### WHAT THE EXERCISE ASKS
Going line by line through the material below, tally those that contain the word "green" and give the count by itself.

### RAW DATA

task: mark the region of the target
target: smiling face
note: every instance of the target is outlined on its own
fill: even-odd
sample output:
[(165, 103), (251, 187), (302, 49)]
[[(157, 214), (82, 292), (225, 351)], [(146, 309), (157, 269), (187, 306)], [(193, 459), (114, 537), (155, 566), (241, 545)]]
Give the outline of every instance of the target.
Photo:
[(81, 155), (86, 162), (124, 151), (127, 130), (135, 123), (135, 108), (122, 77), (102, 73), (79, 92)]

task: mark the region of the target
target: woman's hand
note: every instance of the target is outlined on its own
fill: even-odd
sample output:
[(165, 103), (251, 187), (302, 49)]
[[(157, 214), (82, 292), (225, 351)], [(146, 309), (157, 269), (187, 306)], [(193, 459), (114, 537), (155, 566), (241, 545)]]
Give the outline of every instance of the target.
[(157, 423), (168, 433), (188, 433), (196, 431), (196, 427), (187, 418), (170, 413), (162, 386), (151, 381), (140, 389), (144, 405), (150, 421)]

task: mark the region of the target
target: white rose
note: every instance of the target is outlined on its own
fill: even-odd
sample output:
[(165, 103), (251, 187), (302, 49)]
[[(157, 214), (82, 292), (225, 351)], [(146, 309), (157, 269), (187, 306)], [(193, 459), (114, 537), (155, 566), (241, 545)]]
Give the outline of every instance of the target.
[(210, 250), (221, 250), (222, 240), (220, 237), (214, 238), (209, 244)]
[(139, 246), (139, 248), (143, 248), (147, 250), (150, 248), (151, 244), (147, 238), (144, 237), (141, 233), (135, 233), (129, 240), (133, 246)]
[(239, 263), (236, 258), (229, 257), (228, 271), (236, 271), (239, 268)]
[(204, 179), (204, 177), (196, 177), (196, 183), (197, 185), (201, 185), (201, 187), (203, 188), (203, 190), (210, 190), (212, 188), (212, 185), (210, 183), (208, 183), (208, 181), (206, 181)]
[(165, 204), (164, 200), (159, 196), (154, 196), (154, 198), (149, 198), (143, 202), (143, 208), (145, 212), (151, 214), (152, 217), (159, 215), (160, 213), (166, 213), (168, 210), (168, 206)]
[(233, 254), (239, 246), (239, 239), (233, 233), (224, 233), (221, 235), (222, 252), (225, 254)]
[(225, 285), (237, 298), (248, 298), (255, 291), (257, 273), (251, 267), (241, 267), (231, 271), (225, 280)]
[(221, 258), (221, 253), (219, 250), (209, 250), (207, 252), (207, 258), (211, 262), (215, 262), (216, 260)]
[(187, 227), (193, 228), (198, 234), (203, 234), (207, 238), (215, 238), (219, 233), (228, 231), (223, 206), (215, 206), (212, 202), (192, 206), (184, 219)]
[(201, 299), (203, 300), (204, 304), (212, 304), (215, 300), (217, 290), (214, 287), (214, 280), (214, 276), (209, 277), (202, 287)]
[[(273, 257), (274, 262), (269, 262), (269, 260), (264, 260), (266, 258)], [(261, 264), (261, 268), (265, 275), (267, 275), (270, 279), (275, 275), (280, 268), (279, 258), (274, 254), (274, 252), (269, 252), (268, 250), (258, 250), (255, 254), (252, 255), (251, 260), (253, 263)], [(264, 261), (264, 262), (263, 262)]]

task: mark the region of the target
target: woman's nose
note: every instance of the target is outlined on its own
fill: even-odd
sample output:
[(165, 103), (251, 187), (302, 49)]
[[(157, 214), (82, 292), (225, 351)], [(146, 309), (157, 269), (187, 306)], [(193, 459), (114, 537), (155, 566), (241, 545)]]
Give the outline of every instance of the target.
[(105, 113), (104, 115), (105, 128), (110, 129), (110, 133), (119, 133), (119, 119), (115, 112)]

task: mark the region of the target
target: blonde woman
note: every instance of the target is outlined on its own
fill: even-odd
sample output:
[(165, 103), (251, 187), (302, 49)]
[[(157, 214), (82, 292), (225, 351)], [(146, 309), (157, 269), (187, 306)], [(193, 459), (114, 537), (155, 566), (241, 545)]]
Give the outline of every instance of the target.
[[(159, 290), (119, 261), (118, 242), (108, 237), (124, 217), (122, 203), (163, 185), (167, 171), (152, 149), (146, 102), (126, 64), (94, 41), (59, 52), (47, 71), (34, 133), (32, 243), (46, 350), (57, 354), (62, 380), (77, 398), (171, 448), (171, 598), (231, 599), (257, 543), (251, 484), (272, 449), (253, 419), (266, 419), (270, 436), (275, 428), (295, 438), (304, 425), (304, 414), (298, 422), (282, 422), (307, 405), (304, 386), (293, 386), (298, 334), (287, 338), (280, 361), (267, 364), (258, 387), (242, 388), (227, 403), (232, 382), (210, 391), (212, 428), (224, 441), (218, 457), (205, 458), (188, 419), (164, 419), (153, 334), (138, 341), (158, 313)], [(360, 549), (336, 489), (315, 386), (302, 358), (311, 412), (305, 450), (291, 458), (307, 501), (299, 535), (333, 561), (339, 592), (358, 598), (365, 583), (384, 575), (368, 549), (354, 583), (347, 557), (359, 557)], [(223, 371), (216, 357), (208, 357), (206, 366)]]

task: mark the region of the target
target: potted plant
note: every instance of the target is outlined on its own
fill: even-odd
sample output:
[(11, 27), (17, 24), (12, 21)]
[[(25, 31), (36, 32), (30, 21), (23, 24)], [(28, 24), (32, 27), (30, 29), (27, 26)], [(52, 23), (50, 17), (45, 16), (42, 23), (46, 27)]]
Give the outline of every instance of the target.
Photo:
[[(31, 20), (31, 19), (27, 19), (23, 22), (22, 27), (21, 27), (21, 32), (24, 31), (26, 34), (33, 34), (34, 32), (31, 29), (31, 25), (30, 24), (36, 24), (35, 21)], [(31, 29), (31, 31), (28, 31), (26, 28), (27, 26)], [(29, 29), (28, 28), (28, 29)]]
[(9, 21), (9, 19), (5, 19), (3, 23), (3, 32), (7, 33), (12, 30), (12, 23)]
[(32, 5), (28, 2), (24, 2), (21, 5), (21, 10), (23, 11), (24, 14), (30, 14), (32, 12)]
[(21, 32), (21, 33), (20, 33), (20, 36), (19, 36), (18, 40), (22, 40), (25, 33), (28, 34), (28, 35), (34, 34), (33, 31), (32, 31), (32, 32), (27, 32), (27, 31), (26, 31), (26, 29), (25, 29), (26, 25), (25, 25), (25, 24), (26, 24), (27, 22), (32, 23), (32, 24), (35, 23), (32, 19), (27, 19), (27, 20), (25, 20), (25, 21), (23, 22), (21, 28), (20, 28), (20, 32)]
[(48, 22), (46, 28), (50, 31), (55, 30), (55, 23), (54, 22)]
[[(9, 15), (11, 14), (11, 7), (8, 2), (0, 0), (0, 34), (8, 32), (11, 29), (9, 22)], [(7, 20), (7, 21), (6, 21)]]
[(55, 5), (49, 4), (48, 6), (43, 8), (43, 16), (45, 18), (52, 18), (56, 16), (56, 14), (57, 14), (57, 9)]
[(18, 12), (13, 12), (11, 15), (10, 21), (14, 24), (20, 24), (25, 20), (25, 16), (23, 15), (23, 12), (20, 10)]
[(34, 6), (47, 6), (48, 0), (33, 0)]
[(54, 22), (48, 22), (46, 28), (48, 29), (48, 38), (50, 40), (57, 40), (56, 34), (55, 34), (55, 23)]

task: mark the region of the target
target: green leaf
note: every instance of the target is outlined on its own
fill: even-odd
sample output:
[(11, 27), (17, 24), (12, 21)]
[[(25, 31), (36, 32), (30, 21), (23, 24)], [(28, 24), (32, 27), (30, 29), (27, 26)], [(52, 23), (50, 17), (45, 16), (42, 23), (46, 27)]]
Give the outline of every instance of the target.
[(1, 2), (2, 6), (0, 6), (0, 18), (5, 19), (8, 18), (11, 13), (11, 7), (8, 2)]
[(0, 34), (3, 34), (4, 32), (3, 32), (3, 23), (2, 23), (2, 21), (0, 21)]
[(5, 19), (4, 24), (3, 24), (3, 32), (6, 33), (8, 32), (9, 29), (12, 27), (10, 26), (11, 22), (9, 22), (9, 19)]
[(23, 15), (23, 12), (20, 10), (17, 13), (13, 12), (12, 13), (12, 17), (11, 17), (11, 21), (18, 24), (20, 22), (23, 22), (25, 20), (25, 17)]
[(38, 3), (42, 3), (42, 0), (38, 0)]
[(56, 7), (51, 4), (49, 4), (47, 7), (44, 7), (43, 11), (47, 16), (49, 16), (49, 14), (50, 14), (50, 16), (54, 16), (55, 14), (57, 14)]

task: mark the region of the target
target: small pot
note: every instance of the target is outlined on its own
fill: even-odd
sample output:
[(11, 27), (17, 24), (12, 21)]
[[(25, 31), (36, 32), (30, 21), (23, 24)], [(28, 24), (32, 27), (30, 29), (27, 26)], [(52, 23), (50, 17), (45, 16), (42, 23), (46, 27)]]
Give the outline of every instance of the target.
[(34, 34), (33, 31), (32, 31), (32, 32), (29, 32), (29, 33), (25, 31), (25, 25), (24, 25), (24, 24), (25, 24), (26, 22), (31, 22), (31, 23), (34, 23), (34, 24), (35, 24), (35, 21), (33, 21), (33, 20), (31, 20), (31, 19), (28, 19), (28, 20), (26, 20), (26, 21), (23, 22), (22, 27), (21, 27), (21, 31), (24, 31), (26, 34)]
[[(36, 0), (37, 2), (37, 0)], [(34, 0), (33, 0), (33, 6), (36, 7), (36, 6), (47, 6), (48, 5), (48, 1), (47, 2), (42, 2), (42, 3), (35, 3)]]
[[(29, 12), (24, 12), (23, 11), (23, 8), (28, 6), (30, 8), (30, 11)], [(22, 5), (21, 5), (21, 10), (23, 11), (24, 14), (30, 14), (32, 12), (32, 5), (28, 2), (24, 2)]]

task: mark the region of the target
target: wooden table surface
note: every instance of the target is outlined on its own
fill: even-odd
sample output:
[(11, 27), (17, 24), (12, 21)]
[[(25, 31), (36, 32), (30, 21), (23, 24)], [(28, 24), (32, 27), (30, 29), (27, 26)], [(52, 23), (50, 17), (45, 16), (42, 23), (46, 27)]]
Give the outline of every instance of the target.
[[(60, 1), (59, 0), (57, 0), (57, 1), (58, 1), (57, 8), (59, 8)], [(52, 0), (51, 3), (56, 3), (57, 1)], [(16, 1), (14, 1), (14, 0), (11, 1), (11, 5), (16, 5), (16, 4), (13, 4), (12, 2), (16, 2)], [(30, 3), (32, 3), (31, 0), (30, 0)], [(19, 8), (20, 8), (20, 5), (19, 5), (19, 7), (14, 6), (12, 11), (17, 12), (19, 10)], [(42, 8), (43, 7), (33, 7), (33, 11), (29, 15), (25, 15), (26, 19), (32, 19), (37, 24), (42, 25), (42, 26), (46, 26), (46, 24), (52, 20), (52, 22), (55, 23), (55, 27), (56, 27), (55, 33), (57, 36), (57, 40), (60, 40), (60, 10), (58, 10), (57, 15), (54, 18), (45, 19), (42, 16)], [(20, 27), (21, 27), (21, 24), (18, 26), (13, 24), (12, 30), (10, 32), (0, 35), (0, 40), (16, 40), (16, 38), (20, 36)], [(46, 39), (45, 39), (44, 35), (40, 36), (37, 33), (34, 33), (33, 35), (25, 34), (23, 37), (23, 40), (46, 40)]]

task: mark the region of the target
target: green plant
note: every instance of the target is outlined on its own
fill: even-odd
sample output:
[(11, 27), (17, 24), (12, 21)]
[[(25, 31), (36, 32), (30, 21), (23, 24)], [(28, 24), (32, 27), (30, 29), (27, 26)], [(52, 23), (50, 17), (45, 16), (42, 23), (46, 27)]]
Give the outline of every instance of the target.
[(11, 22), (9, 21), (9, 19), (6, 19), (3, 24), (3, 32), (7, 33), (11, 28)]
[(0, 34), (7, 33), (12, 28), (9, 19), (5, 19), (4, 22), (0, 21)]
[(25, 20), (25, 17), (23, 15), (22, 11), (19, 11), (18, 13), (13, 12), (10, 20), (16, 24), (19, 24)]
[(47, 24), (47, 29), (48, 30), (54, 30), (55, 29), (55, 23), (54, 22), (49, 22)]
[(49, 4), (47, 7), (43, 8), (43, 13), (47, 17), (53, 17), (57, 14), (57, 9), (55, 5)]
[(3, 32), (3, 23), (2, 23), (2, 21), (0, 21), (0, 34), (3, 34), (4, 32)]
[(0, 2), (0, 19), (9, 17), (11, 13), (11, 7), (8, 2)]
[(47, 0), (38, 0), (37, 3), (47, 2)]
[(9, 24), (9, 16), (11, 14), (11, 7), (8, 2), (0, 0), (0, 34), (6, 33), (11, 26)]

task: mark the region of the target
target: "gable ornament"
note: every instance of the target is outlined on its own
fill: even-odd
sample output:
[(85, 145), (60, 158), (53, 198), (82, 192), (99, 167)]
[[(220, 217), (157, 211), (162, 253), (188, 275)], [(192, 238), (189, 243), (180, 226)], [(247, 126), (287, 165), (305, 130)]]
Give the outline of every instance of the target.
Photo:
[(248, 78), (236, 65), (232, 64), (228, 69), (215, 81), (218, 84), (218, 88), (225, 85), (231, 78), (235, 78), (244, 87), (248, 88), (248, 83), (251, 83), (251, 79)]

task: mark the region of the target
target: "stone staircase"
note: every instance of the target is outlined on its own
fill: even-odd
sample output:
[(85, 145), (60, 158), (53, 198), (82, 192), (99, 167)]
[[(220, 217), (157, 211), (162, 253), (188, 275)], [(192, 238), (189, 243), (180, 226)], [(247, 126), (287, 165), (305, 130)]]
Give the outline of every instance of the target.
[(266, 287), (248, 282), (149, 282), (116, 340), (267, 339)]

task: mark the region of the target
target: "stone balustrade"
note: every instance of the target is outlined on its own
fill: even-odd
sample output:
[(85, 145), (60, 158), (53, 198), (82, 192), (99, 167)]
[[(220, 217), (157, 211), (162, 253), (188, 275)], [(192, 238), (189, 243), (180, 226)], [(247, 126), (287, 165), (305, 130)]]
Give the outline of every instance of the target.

### OUTPUT BELOW
2